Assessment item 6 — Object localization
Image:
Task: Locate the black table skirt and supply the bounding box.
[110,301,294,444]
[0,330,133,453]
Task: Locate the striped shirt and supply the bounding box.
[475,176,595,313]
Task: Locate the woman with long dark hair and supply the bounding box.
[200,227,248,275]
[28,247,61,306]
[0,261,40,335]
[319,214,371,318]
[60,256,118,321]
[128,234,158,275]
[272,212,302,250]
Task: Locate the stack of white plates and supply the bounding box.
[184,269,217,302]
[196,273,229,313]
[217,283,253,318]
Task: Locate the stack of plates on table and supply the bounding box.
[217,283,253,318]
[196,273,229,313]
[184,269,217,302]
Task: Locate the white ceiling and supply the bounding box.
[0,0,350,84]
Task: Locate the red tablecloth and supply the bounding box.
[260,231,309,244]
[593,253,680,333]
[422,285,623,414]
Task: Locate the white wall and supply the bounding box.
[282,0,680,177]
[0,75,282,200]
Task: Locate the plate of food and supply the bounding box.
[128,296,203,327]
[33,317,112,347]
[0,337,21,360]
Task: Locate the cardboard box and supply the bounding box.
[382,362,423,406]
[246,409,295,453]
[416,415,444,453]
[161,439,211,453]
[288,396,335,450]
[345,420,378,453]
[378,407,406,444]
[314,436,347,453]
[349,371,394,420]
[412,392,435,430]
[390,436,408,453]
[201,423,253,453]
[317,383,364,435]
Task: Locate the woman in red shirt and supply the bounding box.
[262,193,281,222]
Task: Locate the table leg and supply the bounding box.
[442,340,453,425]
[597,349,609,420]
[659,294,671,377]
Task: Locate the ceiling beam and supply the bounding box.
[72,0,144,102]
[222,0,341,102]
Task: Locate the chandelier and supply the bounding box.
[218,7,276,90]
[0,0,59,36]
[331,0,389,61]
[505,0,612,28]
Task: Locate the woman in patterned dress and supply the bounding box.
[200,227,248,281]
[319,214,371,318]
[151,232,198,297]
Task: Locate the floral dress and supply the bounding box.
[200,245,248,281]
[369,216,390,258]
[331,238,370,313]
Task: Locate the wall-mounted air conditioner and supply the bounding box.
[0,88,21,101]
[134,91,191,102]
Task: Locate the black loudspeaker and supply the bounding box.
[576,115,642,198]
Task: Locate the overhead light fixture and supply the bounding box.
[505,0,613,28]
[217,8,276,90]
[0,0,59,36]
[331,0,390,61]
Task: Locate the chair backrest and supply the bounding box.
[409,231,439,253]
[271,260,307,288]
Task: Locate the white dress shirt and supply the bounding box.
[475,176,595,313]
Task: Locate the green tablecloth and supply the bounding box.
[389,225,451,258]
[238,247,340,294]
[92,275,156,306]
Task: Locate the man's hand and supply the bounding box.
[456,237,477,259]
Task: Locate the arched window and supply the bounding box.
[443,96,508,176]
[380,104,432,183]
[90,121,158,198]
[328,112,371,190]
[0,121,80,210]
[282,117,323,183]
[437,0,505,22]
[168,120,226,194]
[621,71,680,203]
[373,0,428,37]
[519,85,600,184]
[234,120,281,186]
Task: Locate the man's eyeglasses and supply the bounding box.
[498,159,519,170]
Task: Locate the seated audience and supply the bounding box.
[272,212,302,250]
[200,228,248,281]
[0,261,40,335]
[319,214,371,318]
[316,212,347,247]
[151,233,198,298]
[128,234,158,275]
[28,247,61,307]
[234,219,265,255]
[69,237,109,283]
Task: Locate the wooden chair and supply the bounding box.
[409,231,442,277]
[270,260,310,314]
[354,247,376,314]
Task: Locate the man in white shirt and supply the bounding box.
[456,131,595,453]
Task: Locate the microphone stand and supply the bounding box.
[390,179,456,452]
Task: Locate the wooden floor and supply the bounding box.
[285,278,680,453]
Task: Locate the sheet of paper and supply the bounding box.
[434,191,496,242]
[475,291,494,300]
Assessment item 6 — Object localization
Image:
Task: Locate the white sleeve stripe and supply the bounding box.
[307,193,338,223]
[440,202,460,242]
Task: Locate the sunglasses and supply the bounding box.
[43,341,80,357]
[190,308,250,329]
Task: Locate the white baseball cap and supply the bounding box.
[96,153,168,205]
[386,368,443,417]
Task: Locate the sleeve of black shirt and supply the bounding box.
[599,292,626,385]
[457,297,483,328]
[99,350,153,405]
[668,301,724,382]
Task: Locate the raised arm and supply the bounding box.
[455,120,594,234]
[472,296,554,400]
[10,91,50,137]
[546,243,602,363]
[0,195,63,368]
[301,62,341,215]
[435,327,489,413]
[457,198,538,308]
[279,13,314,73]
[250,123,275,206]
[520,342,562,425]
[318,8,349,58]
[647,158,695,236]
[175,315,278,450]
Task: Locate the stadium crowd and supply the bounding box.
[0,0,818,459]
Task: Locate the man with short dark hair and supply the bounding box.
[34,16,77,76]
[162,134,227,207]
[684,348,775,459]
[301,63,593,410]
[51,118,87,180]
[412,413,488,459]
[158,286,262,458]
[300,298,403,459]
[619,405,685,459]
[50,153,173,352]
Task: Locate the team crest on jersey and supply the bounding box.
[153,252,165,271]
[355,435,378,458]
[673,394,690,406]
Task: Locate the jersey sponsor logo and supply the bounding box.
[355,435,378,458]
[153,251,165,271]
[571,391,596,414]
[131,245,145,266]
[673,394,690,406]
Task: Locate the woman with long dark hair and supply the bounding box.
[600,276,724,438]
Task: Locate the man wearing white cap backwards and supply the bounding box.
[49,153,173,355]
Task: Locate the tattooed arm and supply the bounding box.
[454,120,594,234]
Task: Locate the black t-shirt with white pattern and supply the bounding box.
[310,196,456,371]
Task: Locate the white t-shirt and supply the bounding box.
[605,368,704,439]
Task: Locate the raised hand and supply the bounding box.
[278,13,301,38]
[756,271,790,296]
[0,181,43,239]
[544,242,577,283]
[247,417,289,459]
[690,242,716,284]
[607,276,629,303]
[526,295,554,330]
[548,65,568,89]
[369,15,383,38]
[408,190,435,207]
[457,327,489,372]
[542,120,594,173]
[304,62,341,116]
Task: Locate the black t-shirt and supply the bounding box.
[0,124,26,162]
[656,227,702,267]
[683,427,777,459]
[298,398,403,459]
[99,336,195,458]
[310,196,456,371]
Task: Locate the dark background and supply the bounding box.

▶ **EXERCISE GOAL**: Can you render every line of the records above as a Markdown table with two columns, Row for the row number and Text for the line, leaving out any blank lines?

▶ **FULL SOLUTION**:
| Row | Text |
|---|---|
| 1 | Assessment item 6 — Object localization |
| 2 | Image: |
| 3 | Task: Locate the black table skirt and supply the bounding box. |
| 4 | [110,301,294,444] |
| 5 | [0,330,133,453] |
| 6 | Task: Locate the striped shirt and supply the bounding box. |
| 7 | [475,176,595,313] |
| 8 | Task: Locate the woman with long dark hair and supply the bounding box. |
| 9 | [200,227,248,275] |
| 10 | [28,247,61,306] |
| 11 | [0,261,40,335] |
| 12 | [319,214,371,318] |
| 13 | [60,256,118,321] |
| 14 | [128,234,158,275] |
| 15 | [272,212,302,250] |
| 16 | Task: Locate the stack of white plates and supply the bounding box. |
| 17 | [184,269,217,302] |
| 18 | [196,273,229,313] |
| 19 | [217,283,253,318] |
| 20 | Task: Locate the stack of plates on table and supply the bounding box. |
| 21 | [217,283,253,318] |
| 22 | [196,273,229,313] |
| 23 | [184,269,217,302] |
| 24 | Task: Locate the white ceiling and supply the bounding box. |
| 25 | [0,0,350,84] |
| 26 | Task: Locate the red tablecloth and supply the bounding box. |
| 27 | [260,231,309,244] |
| 28 | [593,253,680,333] |
| 29 | [422,285,623,414] |
| 30 | Task: Locate the white wall and supply the bounding box. |
| 31 | [282,0,680,177] |
| 32 | [0,75,282,200] |
| 33 | Task: Locate the plate of food and supply the bounding box. |
| 34 | [128,296,203,327] |
| 35 | [33,317,112,347] |
| 36 | [0,337,21,360] |
| 37 | Task: Locate the cardboard box and supply the bounding box. |
| 38 | [382,362,423,406] |
| 39 | [246,409,295,453] |
| 40 | [416,415,444,453] |
| 41 | [161,439,211,453] |
| 42 | [288,396,335,450] |
| 43 | [345,420,378,453] |
| 44 | [378,407,406,444] |
| 45 | [314,436,347,453] |
| 46 | [349,371,394,420] |
| 47 | [412,392,435,430] |
| 48 | [390,436,408,453] |
| 49 | [201,423,253,453] |
| 50 | [317,383,364,435] |
| 51 | Task: Locate the woman in red shirt and supply the bounding box. |
| 52 | [262,193,281,222] |
| 53 | Task: Locate the table leg and supply the bounding box. |
| 54 | [442,340,453,425] |
| 55 | [597,349,609,420] |
| 56 | [659,294,671,377] |
| 57 | Task: Locate the ceiling beam and supply the bounding box. |
| 58 | [72,0,144,102] |
| 59 | [222,0,341,102] |
| 60 | Task: Locate the chandelier and supply the bounding box. |
| 61 | [218,7,276,90] |
| 62 | [0,0,59,36] |
| 63 | [331,0,389,61] |
| 64 | [505,0,612,28] |
| 65 | Task: Locate the woman in patterned dress and supply the bounding box. |
| 66 | [200,227,248,281] |
| 67 | [319,214,371,318] |
| 68 | [151,232,198,297] |
| 69 | Task: Locate the floral dress and supply the bounding box. |
| 70 | [200,245,248,281] |
| 71 | [369,216,390,258] |
| 72 | [331,238,370,313] |
| 73 | Task: Locate the wall-mounted air conditioner and supply the bounding box. |
| 74 | [0,88,21,101] |
| 75 | [134,91,191,102] |
| 76 | Task: Locate the black loudspeaker and supply the bounding box. |
| 77 | [576,115,642,198] |
| 78 | Task: Locate the overhead light fixture and supply the bounding box. |
| 79 | [505,0,613,28] |
| 80 | [217,8,276,90] |
| 81 | [0,0,59,36] |
| 82 | [331,0,390,61] |
| 83 | Task: Locate the chair backrest and supply the bounding box. |
| 84 | [409,231,439,253] |
| 85 | [271,260,307,288] |
| 86 | Task: Locate the white dress shirt and supply the bounding box. |
| 87 | [475,176,595,313] |
| 88 | Task: Locate the green tablecloth and supply the bounding box. |
| 89 | [389,225,451,258] |
| 90 | [238,247,340,294] |
| 91 | [92,275,156,306] |
| 92 | Task: Locate the man's hand and supply the bounding box. |
| 93 | [456,237,477,259] |
| 94 | Task: Locate the arched window and supply the bounding box. |
| 95 | [443,96,508,176] |
| 96 | [380,104,432,183] |
| 97 | [90,121,158,198] |
| 98 | [328,112,371,190] |
| 99 | [0,121,80,210] |
| 100 | [282,117,323,183] |
| 101 | [437,0,505,22] |
| 102 | [168,120,226,194] |
| 103 | [621,71,680,203] |
| 104 | [373,0,428,37] |
| 105 | [519,85,600,184] |
| 106 | [234,120,281,186] |
| 107 | Task: Locate the man's eyeglasses and supply the bounding box. |
| 108 | [498,159,519,170] |
| 109 | Task: Locate the seated audience and supply the bounding box. |
| 110 | [272,212,302,250] |
| 111 | [200,228,248,281] |
| 112 | [0,261,40,335] |
| 113 | [319,214,371,318] |
| 114 | [316,212,347,247] |
| 115 | [151,233,198,298] |
| 116 | [128,234,158,275] |
| 117 | [28,247,61,307] |
| 118 | [234,219,265,255] |
| 119 | [69,237,109,283] |
| 120 | Task: Locate the wooden chair and supply the bounding box. |
| 121 | [409,231,442,277] |
| 122 | [270,260,310,314] |
| 123 | [354,247,376,314] |
| 124 | Task: Locate the man in white shirt and supply the bounding box. |
| 125 | [456,131,595,453] |
| 126 | Task: Locate the microphone stand and supply the bounding box. |
| 127 | [390,179,456,452] |
| 128 | Task: Locate the wooden floor and supply the bounding box. |
| 129 | [285,278,680,453] |
| 130 | Task: Locate the sheet of paper and supply the bounding box. |
| 131 | [434,191,496,242] |
| 132 | [475,291,494,300] |
| 133 | Assessment item 6 — Object localization |
| 134 | Image: |
| 135 | Task: Locate the white sleeve stripe and supply the bounding box. |
| 136 | [307,193,338,223] |
| 137 | [440,202,460,242] |
| 138 | Task: Locate the sunglasses and supply the bounding box. |
| 139 | [43,341,80,357] |
| 140 | [190,308,250,329] |
| 141 | Task: Locate the white baseball cap and supply the bounding box. |
| 142 | [96,153,168,205] |
| 143 | [386,368,443,417] |
| 144 | Task: Locate the sleeve of black shirt and supply the bounding box. |
| 145 | [599,292,626,385] |
| 146 | [457,297,483,328] |
| 147 | [99,350,153,405] |
| 148 | [668,301,724,382] |
| 149 | Task: Locate the raised arm and supply the bounding box. |
| 150 | [455,120,594,234] |
| 151 | [472,296,554,400] |
| 152 | [10,91,50,137] |
| 153 | [546,243,602,363] |
| 154 | [0,195,63,368] |
| 155 | [301,62,341,215] |
| 156 | [435,327,489,413] |
| 157 | [457,198,538,308] |
| 158 | [279,13,314,73] |
| 159 | [250,123,275,206] |
| 160 | [520,342,562,425] |
| 161 | [318,8,349,58] |
| 162 | [647,158,695,236] |
| 163 | [175,315,278,450] |
| 164 | Task: Locate the stadium crowd and supply the bounding box. |
| 165 | [0,0,818,459] |
| 166 | Task: Locate the man with short dark hair and supply the bounding box. |
| 167 | [34,16,77,76] |
| 168 | [162,134,227,207] |
| 169 | [684,348,775,459] |
| 170 | [301,63,593,410] |
| 171 | [51,118,87,180] |
| 172 | [412,413,488,459] |
| 173 | [158,286,262,458] |
| 174 | [300,298,403,459] |
| 175 | [619,405,685,459] |
| 176 | [50,153,173,352] |
| 177 | Task: Locate the team crest on jersey and supply the bounding box. |
| 178 | [153,252,165,271] |
| 179 | [355,435,378,458] |
| 180 | [673,394,690,406] |
| 181 | Task: Locate the jersey sponsor logo and supply the bounding box. |
| 182 | [355,435,378,458] |
| 183 | [153,251,165,271] |
| 184 | [571,391,596,414] |
| 185 | [131,245,145,266] |
| 186 | [673,394,690,406] |
| 187 | Task: Locate the woman with long dark hair and supply the bounding box. |
| 188 | [600,276,724,438] |
| 189 | Task: Locate the man wearing white cap backwards and supply the bounding box. |
| 190 | [49,153,173,355] |
| 191 | Task: Locate the tattooed arm and supply the bounding box. |
| 192 | [454,120,594,234] |
| 193 | Task: Locate the black t-shirt with white pattern and supply the bounding box. |
| 194 | [310,196,456,371] |
| 195 | Task: Locate the white t-shirt and supply the bounding box. |
| 196 | [605,368,704,439] |
| 197 | Task: Locate the raised hand and supply the bounding box. |
| 198 | [278,13,301,38] |
| 199 | [756,271,790,296] |
| 200 | [0,181,43,239] |
| 201 | [544,242,577,283] |
| 202 | [247,417,289,459] |
| 203 | [690,242,716,284] |
| 204 | [607,276,629,303] |
| 205 | [526,295,554,330] |
| 206 | [548,65,568,89] |
| 207 | [369,15,383,38] |
| 208 | [408,190,435,207] |
| 209 | [457,327,489,372] |
| 210 | [542,120,594,173] |
| 211 | [304,62,341,116] |
| 212 | Task: Locate the black t-shirt and supply the bounding box. |
| 213 | [0,124,26,162] |
| 214 | [656,227,702,267] |
| 215 | [683,427,777,459] |
| 216 | [298,398,403,459] |
| 217 | [99,336,195,458] |
| 218 | [310,196,456,371] |
| 219 | Task: Locate the dark background and supply the bounding box. |